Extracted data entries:
• • • •

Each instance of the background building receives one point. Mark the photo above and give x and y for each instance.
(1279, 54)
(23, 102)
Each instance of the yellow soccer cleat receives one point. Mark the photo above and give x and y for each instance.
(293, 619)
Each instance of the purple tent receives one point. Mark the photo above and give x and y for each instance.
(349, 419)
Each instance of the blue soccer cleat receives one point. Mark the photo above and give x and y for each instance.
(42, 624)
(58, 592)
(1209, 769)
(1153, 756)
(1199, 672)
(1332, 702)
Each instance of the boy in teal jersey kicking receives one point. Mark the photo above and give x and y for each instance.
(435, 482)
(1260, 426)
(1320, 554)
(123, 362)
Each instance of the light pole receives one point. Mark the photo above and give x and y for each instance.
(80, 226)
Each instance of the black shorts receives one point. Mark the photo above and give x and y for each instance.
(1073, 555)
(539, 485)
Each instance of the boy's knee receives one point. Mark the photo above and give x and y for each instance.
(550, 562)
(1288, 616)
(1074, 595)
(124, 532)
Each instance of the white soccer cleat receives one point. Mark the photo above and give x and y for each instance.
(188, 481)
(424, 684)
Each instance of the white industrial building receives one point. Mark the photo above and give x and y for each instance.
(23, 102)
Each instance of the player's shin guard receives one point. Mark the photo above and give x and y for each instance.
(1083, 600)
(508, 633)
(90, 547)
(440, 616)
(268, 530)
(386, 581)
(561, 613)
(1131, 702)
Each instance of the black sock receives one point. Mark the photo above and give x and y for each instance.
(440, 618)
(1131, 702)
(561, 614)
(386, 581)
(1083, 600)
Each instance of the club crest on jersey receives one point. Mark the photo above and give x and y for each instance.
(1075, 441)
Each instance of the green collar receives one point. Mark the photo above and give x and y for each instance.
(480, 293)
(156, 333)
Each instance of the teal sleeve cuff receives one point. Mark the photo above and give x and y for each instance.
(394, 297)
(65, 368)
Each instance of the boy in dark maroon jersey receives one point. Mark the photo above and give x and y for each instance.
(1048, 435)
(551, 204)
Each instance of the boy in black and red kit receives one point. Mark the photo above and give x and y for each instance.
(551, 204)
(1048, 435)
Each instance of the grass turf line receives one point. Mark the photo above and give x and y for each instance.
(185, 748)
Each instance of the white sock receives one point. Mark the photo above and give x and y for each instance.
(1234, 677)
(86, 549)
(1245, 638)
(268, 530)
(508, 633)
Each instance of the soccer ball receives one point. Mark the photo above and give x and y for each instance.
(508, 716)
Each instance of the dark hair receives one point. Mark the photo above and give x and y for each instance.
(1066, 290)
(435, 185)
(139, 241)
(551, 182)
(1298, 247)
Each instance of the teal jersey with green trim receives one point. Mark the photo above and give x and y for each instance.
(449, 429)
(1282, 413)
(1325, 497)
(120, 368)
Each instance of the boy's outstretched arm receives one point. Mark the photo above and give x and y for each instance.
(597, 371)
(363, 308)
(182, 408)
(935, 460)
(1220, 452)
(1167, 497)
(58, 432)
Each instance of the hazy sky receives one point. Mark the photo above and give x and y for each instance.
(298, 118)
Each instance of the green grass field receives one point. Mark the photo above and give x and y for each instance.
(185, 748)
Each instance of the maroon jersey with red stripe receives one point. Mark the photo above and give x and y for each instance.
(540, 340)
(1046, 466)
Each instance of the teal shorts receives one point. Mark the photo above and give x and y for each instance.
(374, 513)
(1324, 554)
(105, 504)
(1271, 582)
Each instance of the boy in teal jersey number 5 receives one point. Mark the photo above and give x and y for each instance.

• • • •

* [What you need to do]
All entries shown above should be printed again exactly.

* [Response to the task]
Each instance of the background building receives one point. Mark the photo above and give x and y for each instance.
(1279, 54)
(23, 102)
Each instance of the yellow soccer cleat receives one point. Mark the photo above and give x and y for each instance.
(293, 619)
Each instance of the purple tent receives one point. Mark the photo above and give x and y for each instance.
(349, 419)
Each instance of the blue soccer cleat receives one point. Mark the photo above and give x and y for each instance.
(42, 624)
(58, 592)
(1209, 769)
(1153, 756)
(1199, 672)
(1332, 702)
Each instance of the boy in teal jersey kicking receives one point. Mark the photo above and give x and y for each instance.
(435, 482)
(1260, 426)
(1320, 554)
(123, 362)
Each instance of the light pole receives one point. Mark the photo above and give x and y for each instance.
(80, 226)
Each instance of the black shorts receives one point. Mark the photo above and give x and y for each instance.
(1073, 555)
(539, 485)
Each instance of the boy's knee receives one point. Mark the photo above and give x and y for each instance.
(550, 562)
(1288, 616)
(1074, 595)
(124, 532)
Each instance of the white soccer cleat receives one point. Mark the photo above and give x and y for each instance.
(188, 481)
(424, 684)
Each instance of the white industrial building receives one point. Mark the photo above and give x and y for each instance.
(23, 102)
Each instance of the player's shin guard receives one point. Mark the photo above and give x and y for each instance.
(1083, 600)
(508, 633)
(90, 547)
(440, 616)
(268, 530)
(386, 581)
(561, 613)
(1131, 702)
Each instance of the black sock receives one point. Mark the photo above and give x and y for each instance.
(440, 618)
(1131, 702)
(561, 614)
(386, 581)
(1083, 600)
Each instance of the club crest on jersey receives one point. Mark the photo above and give x and y for each instance.
(1075, 441)
Each instance of the green collar receives one point. Mark the photo above and give x and y for each instance.
(480, 293)
(156, 333)
Each instance of the teal sleeve cuff receives one point. Mark the photo above and give x and y for each instance.
(394, 297)
(65, 368)
Each instance of the boy in dark maroon jersey receives one point. Mark the photo above and give x and y for each instance.
(1048, 435)
(551, 204)
Each instance of the boy in black and red kit receives one point. Mark the photo above and give x and y for each instance.
(551, 204)
(1048, 435)
Each instance of the grass turf line receives one point. Mark the photo above and give x and y for each instance.
(185, 748)
Each instance of the white sock receives one point. Mark the photo above and give x and y for each instance.
(1234, 677)
(86, 549)
(1245, 638)
(268, 530)
(508, 633)
Each instance of the soccer ball receives one point. Mark the photo above and give x and y for each instance.
(508, 716)
Each instance of the dark hair receives one point. Mark the photo above and give x and y for each instance.
(1066, 290)
(435, 185)
(139, 241)
(551, 182)
(1298, 247)
Each instance of the teal jersey with green trim receives one point. Mark the photo above and give x and y for each instance.
(449, 429)
(1282, 413)
(1325, 497)
(120, 368)
Each instance of the boy's outstretched arm receives one point. Mark the photo above and give x and y for each instance.
(597, 371)
(363, 308)
(182, 408)
(935, 460)
(1220, 452)
(1167, 497)
(58, 432)
Each instance of the hazy sky receives one point. Mark the photo above and give x and y for each instance.
(298, 118)
Each instance of the green grass field receives one point. Mark the photo above and give x and y for each instance.
(185, 748)
Each instance of the maroon jersey with red stripe receives one point. Mark the photo above and give x and y for each instance.
(540, 340)
(1046, 466)
Each instance of the teal shorts receives one point. Mark the photo above and give x and y for each instance.
(374, 513)
(1324, 554)
(105, 504)
(1271, 582)
Each instance of the boy in teal jersey number 5 receives one point. Mark the photo above and give x and y for each instance.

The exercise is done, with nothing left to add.